+++ Input material +++

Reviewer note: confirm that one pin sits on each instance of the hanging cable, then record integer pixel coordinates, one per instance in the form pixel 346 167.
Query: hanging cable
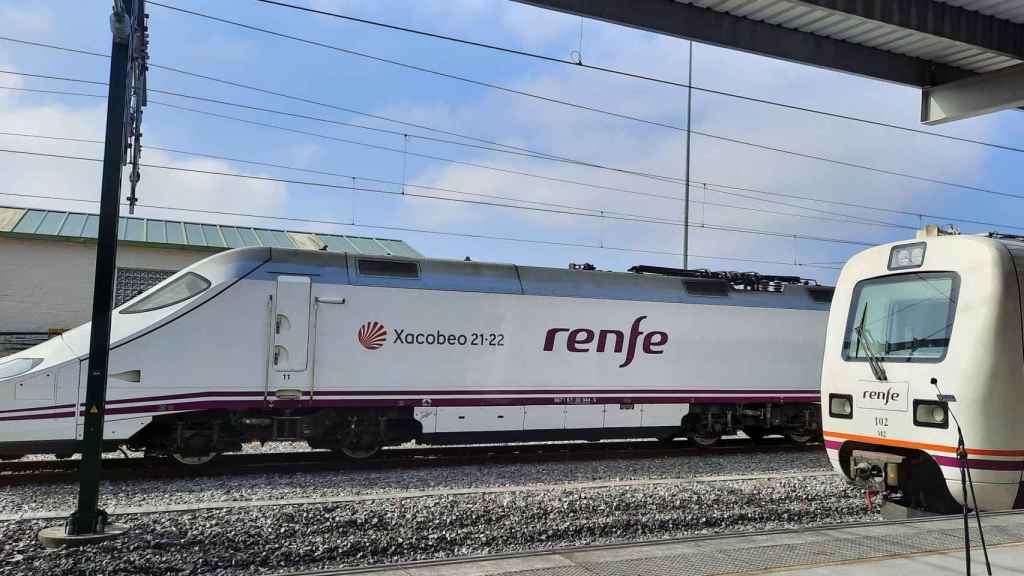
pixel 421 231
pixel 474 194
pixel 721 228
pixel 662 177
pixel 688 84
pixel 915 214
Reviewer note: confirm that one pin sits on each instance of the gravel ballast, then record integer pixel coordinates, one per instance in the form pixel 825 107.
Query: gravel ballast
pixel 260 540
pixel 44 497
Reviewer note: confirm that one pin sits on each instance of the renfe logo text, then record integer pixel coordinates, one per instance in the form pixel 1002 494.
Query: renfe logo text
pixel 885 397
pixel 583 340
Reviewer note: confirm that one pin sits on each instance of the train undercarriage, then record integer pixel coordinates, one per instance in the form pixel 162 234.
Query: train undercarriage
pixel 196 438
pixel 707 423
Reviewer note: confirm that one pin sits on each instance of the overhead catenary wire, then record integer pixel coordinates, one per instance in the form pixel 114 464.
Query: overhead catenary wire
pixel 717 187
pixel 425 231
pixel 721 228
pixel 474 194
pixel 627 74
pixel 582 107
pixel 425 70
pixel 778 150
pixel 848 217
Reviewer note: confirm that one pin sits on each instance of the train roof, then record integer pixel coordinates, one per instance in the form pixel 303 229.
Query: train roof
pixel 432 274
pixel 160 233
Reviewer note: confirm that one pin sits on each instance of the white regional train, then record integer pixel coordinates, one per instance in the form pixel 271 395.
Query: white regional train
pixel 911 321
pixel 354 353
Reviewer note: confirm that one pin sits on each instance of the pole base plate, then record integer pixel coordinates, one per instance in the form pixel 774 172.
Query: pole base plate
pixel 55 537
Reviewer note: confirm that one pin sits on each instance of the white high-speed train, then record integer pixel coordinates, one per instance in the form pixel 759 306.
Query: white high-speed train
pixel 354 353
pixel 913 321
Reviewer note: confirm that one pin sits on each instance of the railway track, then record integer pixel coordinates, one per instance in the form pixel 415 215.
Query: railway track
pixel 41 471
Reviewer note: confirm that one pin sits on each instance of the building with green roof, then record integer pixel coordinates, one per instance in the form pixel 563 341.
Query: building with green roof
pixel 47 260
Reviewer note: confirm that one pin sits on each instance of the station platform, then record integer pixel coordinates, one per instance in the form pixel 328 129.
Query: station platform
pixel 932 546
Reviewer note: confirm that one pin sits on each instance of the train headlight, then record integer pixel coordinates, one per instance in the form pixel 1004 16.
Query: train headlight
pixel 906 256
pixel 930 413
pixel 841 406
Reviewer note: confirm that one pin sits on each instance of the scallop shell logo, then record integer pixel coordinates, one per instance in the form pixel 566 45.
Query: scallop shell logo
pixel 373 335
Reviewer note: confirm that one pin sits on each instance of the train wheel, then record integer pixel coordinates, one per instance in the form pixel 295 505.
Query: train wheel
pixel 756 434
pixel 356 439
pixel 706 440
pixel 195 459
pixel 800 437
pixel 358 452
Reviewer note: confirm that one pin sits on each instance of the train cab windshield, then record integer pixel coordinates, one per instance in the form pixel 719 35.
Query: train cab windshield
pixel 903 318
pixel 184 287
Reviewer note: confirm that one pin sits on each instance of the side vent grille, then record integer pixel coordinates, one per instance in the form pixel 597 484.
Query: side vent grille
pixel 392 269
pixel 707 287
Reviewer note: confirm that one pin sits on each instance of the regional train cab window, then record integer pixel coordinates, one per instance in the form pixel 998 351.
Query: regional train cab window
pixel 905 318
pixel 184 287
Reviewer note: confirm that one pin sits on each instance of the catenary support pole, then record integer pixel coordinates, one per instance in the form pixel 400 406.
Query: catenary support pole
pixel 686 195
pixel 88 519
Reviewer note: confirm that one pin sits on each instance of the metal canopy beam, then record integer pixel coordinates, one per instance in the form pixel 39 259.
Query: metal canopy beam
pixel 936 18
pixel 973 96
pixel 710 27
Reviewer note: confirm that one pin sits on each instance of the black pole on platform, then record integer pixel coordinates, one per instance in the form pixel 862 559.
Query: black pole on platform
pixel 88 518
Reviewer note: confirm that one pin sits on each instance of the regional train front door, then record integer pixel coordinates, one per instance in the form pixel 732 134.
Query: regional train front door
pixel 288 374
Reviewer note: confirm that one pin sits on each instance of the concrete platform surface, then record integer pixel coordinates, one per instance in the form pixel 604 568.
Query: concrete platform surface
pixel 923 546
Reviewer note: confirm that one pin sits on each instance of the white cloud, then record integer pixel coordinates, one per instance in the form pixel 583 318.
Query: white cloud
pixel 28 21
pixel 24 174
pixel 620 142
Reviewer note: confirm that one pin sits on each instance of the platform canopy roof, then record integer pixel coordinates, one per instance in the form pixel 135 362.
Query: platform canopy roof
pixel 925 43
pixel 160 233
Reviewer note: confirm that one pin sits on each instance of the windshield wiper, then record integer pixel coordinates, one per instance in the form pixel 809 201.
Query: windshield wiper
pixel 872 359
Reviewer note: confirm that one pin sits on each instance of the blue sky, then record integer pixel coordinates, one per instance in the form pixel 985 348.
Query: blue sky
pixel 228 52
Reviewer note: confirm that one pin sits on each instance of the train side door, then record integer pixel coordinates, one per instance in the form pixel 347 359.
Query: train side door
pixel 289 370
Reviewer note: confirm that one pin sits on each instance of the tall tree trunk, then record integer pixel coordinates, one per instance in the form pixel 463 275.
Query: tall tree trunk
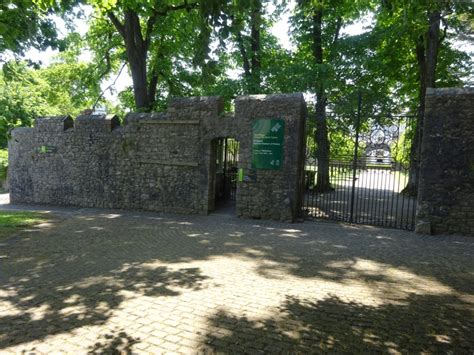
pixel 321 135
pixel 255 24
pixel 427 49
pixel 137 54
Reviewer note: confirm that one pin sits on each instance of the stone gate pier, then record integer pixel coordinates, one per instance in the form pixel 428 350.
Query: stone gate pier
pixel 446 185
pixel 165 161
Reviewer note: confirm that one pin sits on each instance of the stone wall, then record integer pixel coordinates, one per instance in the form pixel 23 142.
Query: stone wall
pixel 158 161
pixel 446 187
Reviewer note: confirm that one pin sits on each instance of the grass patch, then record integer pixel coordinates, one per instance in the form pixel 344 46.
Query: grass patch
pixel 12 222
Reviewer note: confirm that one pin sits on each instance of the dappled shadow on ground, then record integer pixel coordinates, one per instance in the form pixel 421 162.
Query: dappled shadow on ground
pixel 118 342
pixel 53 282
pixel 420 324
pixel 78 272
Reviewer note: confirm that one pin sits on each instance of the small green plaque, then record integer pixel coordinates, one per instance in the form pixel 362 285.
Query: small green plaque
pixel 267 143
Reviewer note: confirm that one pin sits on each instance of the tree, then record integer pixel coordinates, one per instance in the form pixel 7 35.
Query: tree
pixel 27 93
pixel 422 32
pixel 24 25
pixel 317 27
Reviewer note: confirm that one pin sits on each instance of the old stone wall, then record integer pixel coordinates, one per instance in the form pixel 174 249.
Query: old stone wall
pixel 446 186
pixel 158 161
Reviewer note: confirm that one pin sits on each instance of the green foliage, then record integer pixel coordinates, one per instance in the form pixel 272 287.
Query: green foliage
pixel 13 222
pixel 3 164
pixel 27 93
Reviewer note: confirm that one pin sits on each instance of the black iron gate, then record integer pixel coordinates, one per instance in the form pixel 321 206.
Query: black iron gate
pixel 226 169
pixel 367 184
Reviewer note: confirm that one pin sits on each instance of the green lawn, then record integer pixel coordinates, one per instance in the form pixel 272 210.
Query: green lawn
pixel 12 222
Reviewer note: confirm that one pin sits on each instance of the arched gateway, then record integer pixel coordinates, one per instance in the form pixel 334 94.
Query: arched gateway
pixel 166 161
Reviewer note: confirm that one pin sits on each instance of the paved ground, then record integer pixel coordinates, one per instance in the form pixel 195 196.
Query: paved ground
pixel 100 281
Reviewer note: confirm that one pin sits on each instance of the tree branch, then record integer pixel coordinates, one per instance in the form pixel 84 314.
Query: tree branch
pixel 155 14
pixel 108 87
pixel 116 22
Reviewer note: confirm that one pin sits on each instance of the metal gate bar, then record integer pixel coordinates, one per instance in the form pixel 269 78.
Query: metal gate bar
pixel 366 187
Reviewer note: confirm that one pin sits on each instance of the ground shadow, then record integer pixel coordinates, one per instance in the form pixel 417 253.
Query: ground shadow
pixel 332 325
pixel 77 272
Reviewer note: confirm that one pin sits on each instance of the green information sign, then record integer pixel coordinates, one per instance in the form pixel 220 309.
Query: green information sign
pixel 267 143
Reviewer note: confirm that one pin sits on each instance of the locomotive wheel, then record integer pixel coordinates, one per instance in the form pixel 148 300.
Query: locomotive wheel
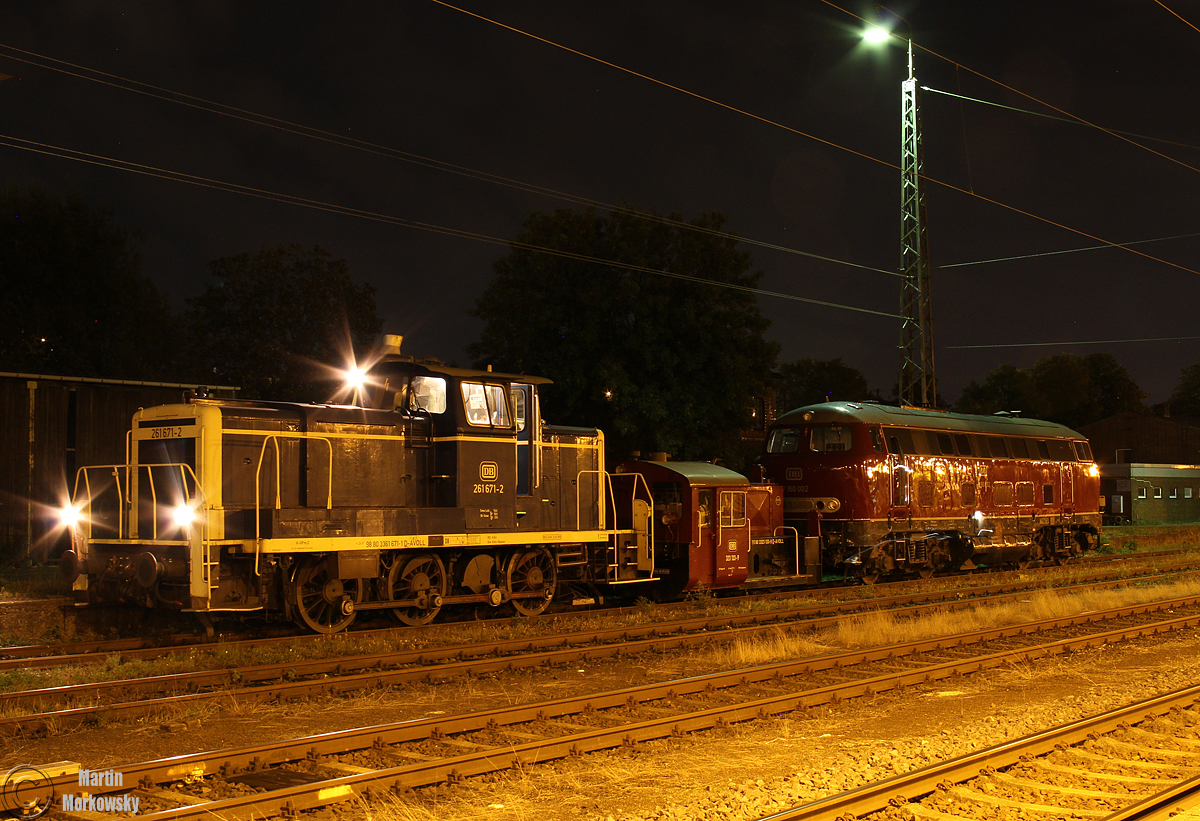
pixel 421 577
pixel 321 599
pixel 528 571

+++
+++ Input material +++

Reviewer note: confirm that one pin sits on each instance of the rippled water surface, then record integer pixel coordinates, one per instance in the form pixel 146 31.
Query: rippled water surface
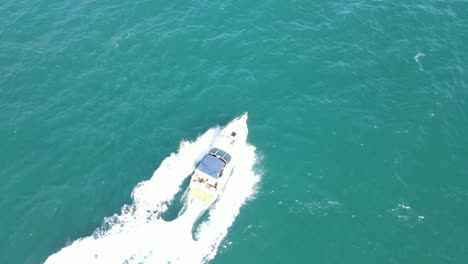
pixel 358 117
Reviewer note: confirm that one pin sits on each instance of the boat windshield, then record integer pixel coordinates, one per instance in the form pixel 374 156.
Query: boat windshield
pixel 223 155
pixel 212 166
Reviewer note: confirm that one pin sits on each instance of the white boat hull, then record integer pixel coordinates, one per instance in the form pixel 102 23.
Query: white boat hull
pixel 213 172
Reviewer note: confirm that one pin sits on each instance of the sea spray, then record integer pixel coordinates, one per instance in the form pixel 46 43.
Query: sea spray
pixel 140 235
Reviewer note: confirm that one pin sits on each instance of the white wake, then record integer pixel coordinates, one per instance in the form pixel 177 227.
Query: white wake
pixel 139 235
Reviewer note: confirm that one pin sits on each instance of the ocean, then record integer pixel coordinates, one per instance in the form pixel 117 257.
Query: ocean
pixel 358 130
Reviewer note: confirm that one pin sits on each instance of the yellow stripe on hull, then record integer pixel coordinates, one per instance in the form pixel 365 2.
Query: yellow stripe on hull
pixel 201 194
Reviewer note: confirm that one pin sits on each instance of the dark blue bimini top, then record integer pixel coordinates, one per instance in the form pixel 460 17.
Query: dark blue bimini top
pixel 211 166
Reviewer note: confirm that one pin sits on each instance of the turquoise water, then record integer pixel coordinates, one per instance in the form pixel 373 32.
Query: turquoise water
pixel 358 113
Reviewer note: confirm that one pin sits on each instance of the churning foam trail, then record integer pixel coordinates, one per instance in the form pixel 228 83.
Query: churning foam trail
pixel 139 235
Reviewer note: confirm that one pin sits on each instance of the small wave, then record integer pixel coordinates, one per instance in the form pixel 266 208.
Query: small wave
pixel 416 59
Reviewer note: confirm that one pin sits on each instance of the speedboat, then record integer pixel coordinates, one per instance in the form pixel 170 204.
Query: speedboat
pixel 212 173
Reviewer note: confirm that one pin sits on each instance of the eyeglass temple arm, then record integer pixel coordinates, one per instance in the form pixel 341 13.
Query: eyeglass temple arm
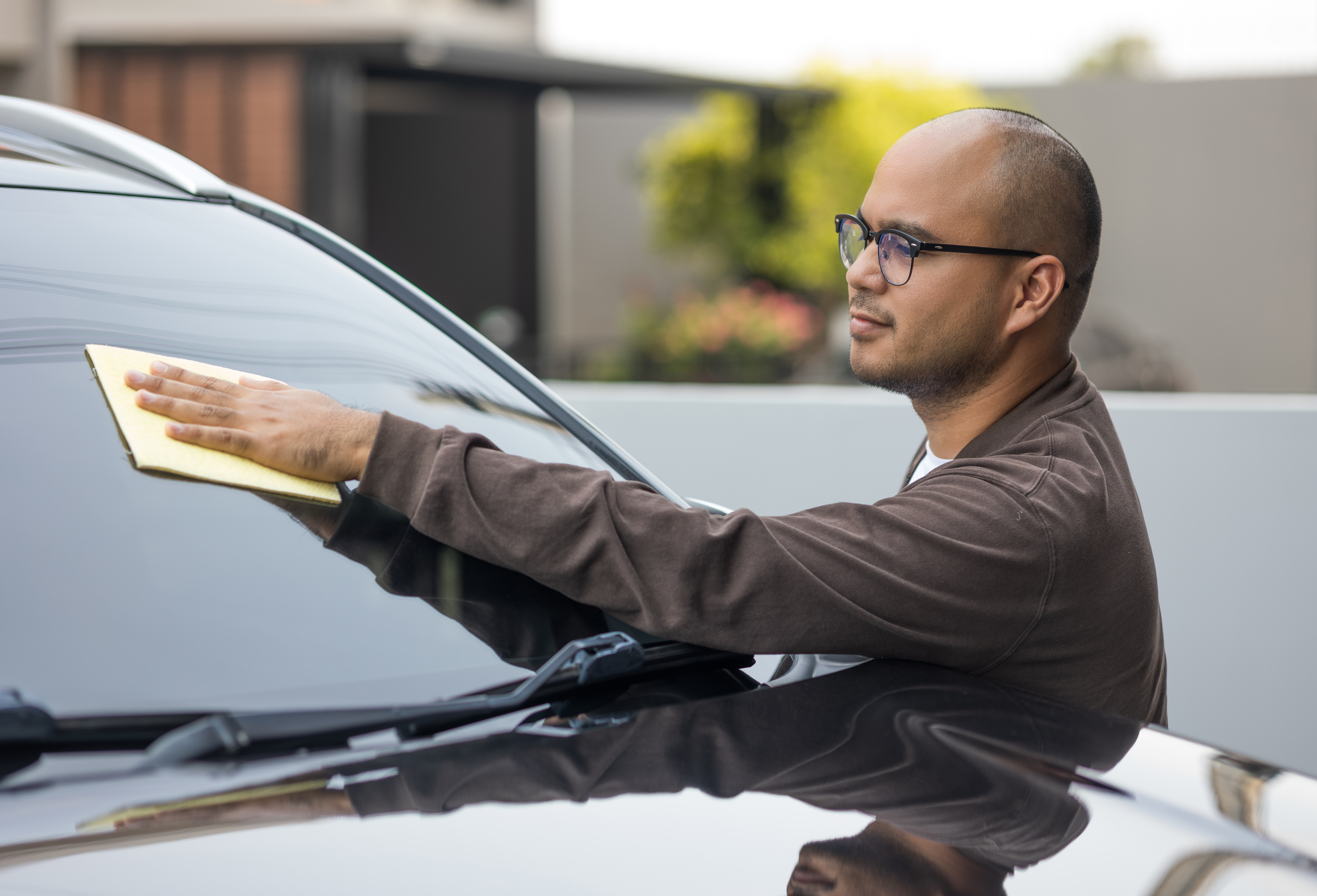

+++
+++ Input material +++

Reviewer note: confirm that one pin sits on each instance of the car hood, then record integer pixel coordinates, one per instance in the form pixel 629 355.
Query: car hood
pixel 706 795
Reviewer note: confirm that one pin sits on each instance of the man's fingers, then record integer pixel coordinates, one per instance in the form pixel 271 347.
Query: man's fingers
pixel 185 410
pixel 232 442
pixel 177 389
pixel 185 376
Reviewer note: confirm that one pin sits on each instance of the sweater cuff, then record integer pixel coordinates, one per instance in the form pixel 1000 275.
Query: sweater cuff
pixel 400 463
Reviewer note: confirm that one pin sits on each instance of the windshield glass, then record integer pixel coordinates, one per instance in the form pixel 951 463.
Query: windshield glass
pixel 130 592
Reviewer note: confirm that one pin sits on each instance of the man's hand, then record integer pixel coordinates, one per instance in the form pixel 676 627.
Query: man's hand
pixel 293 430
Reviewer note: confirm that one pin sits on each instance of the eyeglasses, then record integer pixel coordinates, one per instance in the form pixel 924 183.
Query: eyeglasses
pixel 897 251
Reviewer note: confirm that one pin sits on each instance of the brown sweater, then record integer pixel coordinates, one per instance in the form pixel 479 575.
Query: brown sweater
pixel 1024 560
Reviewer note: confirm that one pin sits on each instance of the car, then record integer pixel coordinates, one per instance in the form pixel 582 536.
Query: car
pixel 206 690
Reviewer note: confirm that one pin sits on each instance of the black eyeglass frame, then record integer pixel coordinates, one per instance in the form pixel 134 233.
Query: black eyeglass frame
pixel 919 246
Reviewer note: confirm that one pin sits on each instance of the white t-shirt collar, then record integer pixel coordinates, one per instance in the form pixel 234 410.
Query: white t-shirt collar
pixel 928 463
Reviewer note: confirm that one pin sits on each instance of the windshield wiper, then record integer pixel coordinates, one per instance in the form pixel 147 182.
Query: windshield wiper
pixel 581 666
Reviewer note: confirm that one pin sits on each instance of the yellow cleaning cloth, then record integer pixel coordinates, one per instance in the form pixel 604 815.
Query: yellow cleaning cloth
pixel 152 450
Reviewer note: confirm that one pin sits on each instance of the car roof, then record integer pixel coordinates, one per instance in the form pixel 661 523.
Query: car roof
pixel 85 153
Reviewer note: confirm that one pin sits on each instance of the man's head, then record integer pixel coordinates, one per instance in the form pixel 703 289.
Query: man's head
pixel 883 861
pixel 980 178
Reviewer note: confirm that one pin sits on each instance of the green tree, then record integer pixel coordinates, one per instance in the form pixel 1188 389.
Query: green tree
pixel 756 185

+++

_Directions for this task_. Convert the material, from the line containing "pixel 117 257." through the line containing "pixel 358 113", into a Markdown table. Use the columns Row and Line, giving each line its own numbered row and leaving out any blank lines.

_Result of this exercise_.
| Row | Line |
|---|---|
| 1 | Reviewer note: confirm that one pin sits on each instance of the ocean, then record integer pixel coordinates, one per instance in the form pixel 117 257. |
| 2 | Query: ocean |
| 3 | pixel 358 130 |
| 4 | Reviewer note: confirm that one pin sits on each instance of the yellow stripe on hull, then record integer pixel coordinates, one per instance in the form pixel 365 2. |
| 5 | Query: yellow stripe on hull |
| 6 | pixel 201 194 |
| 7 | Reviewer note: confirm that one pin sits on each instance of the dark blue bimini top, then record integer pixel coordinates, one per instance in the form pixel 460 17. |
| 8 | Query: dark blue bimini top |
| 9 | pixel 211 166 |
| 10 | Reviewer note: confirm that one pin sits on each instance of the turquoise water, then record integer pixel coordinates, one per instance in the form pixel 373 32. |
| 11 | Query: turquoise water |
| 12 | pixel 358 113 |